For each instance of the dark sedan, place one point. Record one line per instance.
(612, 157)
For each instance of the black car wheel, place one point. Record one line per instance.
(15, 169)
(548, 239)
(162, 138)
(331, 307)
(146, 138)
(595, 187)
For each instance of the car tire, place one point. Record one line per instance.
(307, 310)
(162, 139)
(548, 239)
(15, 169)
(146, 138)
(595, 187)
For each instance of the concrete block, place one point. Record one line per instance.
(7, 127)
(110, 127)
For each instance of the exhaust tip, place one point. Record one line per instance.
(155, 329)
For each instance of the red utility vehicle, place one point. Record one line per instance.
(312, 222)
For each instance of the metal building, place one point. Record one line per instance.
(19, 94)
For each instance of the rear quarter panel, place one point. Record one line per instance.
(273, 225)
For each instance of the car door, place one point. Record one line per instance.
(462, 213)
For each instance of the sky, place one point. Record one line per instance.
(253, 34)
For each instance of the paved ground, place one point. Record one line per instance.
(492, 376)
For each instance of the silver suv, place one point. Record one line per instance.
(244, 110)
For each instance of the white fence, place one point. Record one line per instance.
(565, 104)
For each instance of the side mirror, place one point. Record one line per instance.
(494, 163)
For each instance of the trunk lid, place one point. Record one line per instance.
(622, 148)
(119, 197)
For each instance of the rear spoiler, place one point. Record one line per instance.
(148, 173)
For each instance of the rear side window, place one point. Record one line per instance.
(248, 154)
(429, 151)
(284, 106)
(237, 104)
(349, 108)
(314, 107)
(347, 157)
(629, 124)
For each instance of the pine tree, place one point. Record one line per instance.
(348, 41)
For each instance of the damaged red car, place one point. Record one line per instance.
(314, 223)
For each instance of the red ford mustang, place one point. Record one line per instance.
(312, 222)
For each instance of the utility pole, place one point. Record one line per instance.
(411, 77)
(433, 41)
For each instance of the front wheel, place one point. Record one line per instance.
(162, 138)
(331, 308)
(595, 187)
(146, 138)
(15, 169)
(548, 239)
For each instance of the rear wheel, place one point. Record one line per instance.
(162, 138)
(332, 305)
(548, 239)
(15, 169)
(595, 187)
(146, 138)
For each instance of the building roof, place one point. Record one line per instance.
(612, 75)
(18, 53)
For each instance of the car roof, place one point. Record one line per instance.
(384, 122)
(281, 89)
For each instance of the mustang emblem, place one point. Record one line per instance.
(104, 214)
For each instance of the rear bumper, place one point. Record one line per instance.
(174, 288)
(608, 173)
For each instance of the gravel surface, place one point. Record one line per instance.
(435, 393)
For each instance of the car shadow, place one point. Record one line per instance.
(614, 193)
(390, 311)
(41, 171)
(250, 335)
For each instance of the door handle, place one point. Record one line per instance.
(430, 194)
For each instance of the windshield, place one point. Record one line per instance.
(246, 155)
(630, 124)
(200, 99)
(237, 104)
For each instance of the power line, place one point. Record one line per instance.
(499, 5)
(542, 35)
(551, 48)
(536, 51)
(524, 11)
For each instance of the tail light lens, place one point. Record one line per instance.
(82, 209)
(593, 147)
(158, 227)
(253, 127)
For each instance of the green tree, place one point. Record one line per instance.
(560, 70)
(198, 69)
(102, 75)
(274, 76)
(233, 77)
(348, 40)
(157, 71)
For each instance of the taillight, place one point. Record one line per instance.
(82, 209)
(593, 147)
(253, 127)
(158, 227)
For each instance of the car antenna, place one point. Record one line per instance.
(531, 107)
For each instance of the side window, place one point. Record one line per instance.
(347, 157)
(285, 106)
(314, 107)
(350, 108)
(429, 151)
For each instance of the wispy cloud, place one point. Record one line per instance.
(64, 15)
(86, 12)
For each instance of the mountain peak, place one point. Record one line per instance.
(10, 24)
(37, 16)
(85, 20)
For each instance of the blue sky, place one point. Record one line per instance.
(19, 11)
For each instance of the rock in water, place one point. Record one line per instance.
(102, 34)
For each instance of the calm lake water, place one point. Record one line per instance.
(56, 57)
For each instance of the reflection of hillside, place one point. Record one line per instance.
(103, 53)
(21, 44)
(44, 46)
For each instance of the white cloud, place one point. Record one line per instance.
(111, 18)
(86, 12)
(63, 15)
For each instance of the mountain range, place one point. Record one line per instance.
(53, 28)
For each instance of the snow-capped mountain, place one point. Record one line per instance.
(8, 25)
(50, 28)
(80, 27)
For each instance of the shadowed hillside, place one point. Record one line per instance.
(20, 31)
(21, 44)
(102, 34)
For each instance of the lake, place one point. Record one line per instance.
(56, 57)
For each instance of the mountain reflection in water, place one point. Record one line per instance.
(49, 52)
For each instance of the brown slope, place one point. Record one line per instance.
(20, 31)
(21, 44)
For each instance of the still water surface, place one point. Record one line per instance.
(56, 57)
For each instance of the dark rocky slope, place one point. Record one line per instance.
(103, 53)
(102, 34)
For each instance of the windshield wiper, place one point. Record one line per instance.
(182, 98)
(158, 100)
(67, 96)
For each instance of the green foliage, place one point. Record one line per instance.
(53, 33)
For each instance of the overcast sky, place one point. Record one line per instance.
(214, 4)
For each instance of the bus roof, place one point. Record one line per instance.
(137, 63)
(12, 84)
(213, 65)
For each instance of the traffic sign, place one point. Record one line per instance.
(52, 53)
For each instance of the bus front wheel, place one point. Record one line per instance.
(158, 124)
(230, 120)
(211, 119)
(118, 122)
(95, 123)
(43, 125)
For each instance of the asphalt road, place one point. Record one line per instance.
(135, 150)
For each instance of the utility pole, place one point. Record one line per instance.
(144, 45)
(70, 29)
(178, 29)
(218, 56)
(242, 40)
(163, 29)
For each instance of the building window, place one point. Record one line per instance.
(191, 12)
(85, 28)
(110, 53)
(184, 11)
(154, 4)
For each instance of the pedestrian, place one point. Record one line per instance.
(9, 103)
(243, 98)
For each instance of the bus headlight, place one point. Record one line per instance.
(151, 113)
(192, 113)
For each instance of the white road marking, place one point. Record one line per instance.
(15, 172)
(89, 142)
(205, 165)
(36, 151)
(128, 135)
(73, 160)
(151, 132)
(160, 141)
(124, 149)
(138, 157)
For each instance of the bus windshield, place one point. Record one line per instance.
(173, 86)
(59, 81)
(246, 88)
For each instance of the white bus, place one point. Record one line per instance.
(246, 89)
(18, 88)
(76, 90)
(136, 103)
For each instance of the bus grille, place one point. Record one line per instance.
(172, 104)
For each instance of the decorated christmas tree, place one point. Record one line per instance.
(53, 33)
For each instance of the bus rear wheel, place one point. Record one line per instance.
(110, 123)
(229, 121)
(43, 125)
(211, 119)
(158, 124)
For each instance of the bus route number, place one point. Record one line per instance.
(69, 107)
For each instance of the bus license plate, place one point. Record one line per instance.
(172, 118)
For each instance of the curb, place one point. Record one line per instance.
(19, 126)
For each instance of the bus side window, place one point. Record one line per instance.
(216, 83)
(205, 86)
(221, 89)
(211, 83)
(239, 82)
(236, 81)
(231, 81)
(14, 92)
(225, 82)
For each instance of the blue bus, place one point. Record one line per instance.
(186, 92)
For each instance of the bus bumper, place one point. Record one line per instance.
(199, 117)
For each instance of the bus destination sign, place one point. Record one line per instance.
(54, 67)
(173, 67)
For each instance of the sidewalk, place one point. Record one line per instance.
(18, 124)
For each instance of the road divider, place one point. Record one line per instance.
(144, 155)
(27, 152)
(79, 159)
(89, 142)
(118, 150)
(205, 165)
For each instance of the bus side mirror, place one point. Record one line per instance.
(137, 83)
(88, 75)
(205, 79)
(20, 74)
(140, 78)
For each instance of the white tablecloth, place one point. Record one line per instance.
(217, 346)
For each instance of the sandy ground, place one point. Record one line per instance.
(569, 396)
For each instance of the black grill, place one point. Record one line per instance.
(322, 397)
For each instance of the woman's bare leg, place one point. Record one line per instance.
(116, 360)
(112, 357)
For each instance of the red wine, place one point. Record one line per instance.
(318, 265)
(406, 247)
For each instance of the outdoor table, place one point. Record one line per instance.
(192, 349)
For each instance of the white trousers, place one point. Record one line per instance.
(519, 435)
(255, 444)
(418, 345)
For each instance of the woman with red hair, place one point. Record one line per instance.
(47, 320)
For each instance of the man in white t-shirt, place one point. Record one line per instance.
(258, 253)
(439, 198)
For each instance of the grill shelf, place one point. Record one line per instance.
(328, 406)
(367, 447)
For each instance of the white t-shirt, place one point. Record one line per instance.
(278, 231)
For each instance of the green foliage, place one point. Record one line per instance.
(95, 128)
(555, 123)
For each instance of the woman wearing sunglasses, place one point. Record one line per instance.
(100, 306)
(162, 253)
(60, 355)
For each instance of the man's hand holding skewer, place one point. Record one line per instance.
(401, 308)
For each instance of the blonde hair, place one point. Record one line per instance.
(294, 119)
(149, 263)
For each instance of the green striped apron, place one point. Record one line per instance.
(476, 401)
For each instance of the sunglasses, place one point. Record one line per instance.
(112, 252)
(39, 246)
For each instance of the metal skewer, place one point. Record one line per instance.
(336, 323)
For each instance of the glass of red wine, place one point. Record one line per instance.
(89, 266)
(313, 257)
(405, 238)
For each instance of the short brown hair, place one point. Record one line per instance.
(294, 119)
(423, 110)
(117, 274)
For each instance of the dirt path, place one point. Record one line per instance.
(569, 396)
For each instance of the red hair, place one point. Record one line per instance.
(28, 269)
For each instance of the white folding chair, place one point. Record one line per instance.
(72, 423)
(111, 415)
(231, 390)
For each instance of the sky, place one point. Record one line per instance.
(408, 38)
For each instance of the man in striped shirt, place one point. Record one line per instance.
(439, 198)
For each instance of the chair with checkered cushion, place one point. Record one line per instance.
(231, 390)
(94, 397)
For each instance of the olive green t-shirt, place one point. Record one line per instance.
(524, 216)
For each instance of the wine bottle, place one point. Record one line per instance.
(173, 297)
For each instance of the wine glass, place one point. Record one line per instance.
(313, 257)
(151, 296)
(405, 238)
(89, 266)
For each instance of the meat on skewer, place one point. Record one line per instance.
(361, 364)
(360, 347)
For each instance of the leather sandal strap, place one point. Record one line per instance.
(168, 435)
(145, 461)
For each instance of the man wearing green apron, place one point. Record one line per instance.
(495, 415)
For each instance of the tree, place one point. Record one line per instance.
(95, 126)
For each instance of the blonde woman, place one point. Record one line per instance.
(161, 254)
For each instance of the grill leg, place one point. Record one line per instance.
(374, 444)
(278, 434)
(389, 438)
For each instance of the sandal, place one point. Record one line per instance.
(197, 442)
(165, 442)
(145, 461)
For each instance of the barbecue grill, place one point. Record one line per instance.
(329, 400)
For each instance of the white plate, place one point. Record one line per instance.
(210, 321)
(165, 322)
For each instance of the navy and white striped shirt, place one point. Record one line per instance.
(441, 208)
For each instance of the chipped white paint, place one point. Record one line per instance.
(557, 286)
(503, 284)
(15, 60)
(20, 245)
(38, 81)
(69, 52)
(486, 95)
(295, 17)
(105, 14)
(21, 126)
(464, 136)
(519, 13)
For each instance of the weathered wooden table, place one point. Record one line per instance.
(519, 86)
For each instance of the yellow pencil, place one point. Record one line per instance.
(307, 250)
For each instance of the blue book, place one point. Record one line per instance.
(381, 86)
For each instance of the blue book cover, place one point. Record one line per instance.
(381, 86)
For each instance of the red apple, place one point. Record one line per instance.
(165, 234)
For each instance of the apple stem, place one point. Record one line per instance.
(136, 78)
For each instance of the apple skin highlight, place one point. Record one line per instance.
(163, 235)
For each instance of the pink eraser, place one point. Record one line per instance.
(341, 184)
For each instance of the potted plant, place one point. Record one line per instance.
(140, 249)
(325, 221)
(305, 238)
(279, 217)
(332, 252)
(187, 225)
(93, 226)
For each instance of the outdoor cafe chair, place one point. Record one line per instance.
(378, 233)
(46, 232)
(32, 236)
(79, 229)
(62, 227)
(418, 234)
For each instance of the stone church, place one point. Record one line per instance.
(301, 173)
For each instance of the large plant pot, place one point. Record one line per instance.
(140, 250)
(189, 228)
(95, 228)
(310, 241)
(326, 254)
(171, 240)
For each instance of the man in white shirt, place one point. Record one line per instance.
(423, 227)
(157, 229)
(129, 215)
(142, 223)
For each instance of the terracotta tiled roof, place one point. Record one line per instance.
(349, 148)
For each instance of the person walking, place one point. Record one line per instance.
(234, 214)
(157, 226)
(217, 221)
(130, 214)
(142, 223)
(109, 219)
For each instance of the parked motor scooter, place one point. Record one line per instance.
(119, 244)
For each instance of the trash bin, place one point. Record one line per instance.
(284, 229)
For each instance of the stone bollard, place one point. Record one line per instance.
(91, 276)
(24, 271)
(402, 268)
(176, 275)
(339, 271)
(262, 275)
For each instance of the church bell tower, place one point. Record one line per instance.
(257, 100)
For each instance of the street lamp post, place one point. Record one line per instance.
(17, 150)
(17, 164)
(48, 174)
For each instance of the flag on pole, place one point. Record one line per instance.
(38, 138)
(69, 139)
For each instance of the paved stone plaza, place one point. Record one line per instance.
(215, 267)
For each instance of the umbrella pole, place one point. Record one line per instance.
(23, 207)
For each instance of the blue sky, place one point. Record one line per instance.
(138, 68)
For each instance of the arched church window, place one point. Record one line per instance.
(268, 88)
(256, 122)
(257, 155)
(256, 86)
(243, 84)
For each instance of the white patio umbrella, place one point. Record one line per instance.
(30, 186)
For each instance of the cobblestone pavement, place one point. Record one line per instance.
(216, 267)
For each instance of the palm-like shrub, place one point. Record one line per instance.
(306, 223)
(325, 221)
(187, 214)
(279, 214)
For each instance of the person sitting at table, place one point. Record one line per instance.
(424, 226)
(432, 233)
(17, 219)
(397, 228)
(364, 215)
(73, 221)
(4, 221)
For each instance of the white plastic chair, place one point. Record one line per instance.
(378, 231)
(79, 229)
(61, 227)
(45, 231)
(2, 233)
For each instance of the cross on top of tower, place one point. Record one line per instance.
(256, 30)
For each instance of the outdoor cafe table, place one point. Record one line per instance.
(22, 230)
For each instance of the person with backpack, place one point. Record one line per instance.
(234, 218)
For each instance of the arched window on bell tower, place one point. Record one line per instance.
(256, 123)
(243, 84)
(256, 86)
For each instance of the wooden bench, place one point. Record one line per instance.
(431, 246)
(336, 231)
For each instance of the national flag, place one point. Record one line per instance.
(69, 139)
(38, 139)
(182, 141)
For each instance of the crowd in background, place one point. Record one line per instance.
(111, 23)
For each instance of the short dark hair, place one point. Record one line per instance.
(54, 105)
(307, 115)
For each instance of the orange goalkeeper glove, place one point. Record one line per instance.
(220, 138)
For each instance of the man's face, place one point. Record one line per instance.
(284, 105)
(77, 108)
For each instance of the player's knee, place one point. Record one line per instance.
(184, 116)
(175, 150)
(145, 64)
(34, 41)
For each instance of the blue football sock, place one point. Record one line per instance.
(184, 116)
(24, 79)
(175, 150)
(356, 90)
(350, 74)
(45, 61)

Task requirements ▸
Everything from the line with "For each instance of the crowd" to the end of the listing above needs to be duplicated exactly, both end lines included, with nothing more.

Response for this exercise ▸
For each instance of the crowd in background, place one point. Record one line per instance.
(111, 23)
For each instance of the short dark hair, place one point. Record one line per instance.
(54, 105)
(307, 115)
For each instance of the orange goalkeeper glove, place one point. Record one line per instance.
(220, 138)
For each instance of the man's face, place one point. Record one line per instance.
(284, 105)
(77, 108)
For each instance of the player's knee, place one point. Record one line per instance.
(184, 116)
(175, 150)
(145, 64)
(34, 41)
For each instance of the blue football sock, place one point. Record one line per instance.
(184, 116)
(24, 79)
(175, 150)
(356, 90)
(350, 74)
(45, 61)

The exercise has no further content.